━━━━━ Text shown ━━━━━
Why Can’t The GOP Get Behind Mitt Romney?
What is wrong with Mitt Romney? Why is the Republican Party wasting its time looking under every rock in Creation (pun intended) for someone who is just about guaranteed to be less intelligent and less accomplished than the former Massachusetts governor? Why are conservative bloggers who are still pining for a Chris Christie candidacy allowed to get within ten feet of a keyboard without supervision? Is it possible that the GOP, in its nonsensical quest for a chest beating fire breathing bona fide conservative who is willing to shut the entire federal government down if necessary and throw away the key, is ignoring the best chance they have to regain the White House in 2012?
I am beginning to like Mitt Romney more and more with each Republican debate, which is a mouthful for someone who often thinks the GOP should be given a time machine so they could zap themselves back to the Constitutional Convention. In fact, Romney’s political reasonableness isn’t all that different from the political reasonableness of our current Democratic president. Aside from a tendency to rail on about how he would deal with “Obamacare” and a penchant for the “Obama is a failure” phrase that is aimed squarely at the more hardcore constituents of the Republican Party, the former Massachusetts governor’s firm grasp of today’s political realities unquestionably separates him from the riffraff that comprises the rest of the slate of GOP presidential hopefuls.
━━━━━ Listed entries ━━━━━
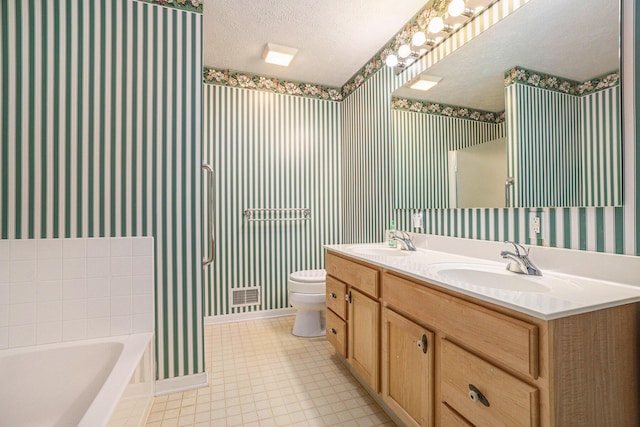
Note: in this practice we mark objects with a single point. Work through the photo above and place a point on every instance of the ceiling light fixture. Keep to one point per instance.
(278, 55)
(424, 82)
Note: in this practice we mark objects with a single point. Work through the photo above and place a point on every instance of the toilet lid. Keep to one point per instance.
(309, 276)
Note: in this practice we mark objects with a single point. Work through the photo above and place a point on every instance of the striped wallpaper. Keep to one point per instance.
(421, 143)
(269, 150)
(601, 148)
(543, 146)
(610, 229)
(101, 124)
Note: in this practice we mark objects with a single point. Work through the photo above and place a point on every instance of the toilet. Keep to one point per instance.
(307, 296)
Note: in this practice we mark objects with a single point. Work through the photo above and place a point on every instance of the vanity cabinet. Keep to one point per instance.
(444, 358)
(407, 369)
(353, 315)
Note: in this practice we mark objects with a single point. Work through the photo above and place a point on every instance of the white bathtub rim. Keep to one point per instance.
(105, 403)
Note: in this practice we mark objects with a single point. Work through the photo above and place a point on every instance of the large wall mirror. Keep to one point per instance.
(527, 114)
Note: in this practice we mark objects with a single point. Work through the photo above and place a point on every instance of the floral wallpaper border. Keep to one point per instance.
(270, 84)
(425, 107)
(188, 5)
(560, 84)
(418, 23)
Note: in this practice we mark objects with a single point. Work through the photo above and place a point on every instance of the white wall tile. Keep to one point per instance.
(121, 286)
(74, 330)
(48, 332)
(98, 267)
(74, 289)
(74, 309)
(23, 249)
(97, 248)
(142, 266)
(74, 268)
(121, 247)
(22, 293)
(98, 327)
(49, 311)
(121, 266)
(74, 248)
(4, 338)
(142, 323)
(98, 307)
(142, 246)
(22, 335)
(49, 290)
(98, 287)
(22, 314)
(4, 250)
(22, 271)
(49, 269)
(120, 305)
(50, 248)
(121, 325)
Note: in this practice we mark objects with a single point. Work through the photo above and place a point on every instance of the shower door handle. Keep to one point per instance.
(208, 260)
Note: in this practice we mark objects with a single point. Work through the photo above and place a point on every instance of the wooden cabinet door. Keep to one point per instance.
(363, 337)
(407, 369)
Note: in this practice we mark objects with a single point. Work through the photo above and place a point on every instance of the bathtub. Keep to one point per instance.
(75, 383)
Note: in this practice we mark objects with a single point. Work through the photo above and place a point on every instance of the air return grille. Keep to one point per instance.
(245, 296)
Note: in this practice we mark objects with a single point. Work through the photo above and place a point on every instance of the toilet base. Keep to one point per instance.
(309, 324)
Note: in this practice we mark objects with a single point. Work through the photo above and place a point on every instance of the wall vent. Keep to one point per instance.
(245, 296)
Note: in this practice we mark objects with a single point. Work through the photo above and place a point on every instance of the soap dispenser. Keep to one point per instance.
(391, 234)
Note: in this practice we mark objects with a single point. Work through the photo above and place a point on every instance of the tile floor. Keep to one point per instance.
(260, 375)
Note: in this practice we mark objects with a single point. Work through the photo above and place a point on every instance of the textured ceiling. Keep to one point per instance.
(334, 38)
(575, 39)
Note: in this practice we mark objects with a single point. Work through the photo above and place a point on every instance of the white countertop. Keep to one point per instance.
━━━━━
**Using the information**
[1] From the Mitt Romney text, reproduce word for word the passage starting at "Why Can’t The" and ending at "House in 2012?".
[2] Answer these questions about the Mitt Romney text:
(a) Of which state was Romney formerly governor?
(b) In what year does the text say the GOP could regain the White House?
(c) What phrase does Romney have a penchant for?
[3] Translate this sentence from the Mitt Romney text into Spanish: "In fact, Romney’s political reasonableness isn’t all that different from the political reasonableness of our current Democratic president."

**Exercise results**
[1]
Why Can’t The GOP Get Behind Mitt Romney?
What is wrong with Mitt Romney? Why is the Republican Party wasting its time looking under every rock in Creation (pun intended) for someone who is just about guaranteed to be less intelligent and less accomplished than the former Massachusetts governor? Why are conservative bloggers who are still pining for a Chris Christie candidacy allowed to get within ten feet of a keyboard without supervision? Is it possible that the GOP, in its nonsensical quest for a chest beating fire breathing bona fide conservative who is willing to shut the entire federal government down if necessary and throw away the key, is ignoring the best chance they have to regain the White House in 2012?

[2]
(a) Massachusetts
(b) 2012
(c) "Obama is a failure"

[3] De hecho, la sensatez política de Romney no es tan diferente de la sensatez política de nuestro actual presidente demócrata.